Streaming Replication

Streaming Replication

Summary

Physical streaming replication ships raw WAL bytes from a primary to one or more standbys, producing byte-identical copies of the database cluster. The primary runs a walsender process for each connected standby, and each standby runs a single walreceiver process that writes incoming WAL to disk. Replication slots track consumer progress and prevent premature WAL removal. This section traces the full lifecycle from connection establishment through steady-state streaming and failover.


Overview

Physical streaming replication was introduced in PostgreSQL 9.0 and has been the foundation of PostgreSQL high availability ever since. It works at the storage level: the walsender reads WAL segment files from pg_wal/ on the primary and streams the raw bytes over a TCP connection. The walreceiver on the standby writes these bytes to its own pg_wal/ directory, and the startup process replays them to keep the standby’s data pages in sync.

PROVIDED RECORDS —
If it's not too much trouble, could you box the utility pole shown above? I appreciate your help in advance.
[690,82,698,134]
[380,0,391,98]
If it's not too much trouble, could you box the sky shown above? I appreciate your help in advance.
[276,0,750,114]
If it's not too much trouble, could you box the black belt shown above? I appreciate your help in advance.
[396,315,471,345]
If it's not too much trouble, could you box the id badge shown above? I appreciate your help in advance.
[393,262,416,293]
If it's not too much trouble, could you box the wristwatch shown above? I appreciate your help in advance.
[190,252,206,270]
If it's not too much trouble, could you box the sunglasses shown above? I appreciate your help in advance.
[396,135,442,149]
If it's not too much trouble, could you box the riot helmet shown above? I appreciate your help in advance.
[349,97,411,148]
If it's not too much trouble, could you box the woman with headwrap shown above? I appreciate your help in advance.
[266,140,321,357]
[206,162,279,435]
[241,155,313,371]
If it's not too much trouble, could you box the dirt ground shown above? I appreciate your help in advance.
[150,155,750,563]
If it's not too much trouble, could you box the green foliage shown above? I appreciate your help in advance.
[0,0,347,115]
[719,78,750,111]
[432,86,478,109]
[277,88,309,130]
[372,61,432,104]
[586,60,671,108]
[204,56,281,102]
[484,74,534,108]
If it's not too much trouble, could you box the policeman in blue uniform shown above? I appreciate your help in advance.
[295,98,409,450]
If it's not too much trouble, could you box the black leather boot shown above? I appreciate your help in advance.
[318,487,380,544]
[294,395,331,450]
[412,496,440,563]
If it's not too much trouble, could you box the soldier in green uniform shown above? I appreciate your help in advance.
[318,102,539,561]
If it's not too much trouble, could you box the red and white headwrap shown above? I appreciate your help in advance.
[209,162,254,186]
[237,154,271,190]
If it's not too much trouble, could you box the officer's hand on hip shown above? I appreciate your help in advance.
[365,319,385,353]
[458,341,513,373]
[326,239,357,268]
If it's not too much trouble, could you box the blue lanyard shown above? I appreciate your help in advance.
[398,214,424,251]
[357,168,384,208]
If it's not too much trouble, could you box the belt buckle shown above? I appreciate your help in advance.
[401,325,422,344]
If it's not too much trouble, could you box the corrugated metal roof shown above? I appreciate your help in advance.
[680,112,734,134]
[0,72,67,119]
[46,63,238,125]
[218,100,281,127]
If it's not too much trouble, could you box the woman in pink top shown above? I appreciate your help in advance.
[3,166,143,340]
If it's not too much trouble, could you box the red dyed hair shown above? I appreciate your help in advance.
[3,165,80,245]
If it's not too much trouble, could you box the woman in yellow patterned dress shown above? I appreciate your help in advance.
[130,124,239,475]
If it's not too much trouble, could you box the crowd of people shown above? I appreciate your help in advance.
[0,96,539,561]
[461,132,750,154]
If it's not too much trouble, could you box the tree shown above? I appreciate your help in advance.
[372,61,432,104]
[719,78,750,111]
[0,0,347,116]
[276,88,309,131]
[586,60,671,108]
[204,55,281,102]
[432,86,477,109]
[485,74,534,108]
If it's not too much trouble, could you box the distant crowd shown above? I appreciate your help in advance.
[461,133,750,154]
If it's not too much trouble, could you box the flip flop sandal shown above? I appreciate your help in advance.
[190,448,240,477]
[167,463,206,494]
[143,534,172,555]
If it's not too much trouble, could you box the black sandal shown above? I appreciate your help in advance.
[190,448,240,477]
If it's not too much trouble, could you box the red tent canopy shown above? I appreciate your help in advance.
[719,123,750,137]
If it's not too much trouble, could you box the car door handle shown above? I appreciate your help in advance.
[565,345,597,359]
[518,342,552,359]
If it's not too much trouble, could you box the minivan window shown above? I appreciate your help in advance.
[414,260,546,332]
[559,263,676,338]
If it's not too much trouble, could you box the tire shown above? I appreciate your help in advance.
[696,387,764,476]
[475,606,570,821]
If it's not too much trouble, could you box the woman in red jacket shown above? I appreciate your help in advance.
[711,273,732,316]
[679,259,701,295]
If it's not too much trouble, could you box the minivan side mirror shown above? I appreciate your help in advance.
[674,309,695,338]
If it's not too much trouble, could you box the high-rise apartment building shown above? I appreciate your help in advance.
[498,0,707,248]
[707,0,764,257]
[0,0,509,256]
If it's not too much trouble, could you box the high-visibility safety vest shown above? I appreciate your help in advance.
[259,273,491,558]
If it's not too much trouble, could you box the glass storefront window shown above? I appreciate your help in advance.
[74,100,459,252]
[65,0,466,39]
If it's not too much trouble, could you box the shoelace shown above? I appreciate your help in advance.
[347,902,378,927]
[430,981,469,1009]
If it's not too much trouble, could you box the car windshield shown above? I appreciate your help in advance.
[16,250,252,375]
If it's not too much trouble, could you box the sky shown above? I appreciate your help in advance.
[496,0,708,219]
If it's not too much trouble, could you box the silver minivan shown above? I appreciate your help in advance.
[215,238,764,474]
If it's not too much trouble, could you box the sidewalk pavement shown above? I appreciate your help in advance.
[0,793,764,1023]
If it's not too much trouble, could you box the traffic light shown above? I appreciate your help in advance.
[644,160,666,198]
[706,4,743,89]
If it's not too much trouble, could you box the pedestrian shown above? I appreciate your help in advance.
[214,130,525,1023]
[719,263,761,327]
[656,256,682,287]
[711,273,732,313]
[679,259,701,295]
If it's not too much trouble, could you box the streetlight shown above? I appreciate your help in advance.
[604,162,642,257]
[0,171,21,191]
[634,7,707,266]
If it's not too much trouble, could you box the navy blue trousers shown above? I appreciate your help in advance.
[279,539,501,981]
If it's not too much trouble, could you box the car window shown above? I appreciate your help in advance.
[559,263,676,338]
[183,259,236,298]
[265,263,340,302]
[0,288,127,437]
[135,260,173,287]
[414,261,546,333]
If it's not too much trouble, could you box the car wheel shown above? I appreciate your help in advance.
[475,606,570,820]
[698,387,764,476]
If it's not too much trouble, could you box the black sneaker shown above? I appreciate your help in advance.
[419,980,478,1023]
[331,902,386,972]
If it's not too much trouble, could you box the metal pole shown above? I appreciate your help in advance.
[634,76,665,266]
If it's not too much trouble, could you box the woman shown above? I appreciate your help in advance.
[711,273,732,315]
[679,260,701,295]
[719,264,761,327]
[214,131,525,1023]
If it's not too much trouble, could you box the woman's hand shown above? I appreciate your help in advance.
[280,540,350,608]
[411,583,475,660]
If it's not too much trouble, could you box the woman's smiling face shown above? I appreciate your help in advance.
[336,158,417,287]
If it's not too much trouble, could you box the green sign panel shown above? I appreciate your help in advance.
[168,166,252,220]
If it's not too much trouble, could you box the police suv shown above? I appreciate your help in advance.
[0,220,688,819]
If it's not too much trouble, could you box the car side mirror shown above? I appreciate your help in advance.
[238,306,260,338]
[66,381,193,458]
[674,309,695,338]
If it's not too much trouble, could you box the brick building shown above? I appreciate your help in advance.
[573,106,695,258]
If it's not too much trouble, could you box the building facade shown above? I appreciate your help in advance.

TASKS AND EXERCISES —
1/ Which processes does the streaming replication text name? List each one.
2/ Continue the streaming replication text from its final sentence.

ANSWERS BELOW —
1/ walsender, walreceiver, startup process

2/
flowchart LR
    subgraph Primary
        WAL["WAL (pg_wal/)"]
        WS["walsender"]
        Slot["Replication Slot<br/>restart_lsn<br/>confirmed_flush"]
        WAL --> WS
        Slot -.->|prevents WAL removal| WAL
    end

    WS -- "WAL byte stream<br/>(TCP COPY mode)" --> WR

    subgraph Standby
        WR["walreceiver"]
        SWAL["pg_wal/"]
        Startup["startup process"]
        DataPages["Data Pages"]
        WR -->|writes WAL| SWAL
        SWAL -->|reads WAL| Startup
        Startup -->|replays / applies| DataPages
    end

    WR -.->|status feedback<br/>write, flush, apply LSN| WS
    WS -.->|updates| Slot

This design has several important consequences:

  • The standby is a byte-identical copy (same data directory layout, same OIDs)
  • All databases and all objects are replicated (no selective filtering)
  • The standby can serve read-only queries while replay continues (Hot Standby)
  • Cascading replication is supported (a standby can feed another standby)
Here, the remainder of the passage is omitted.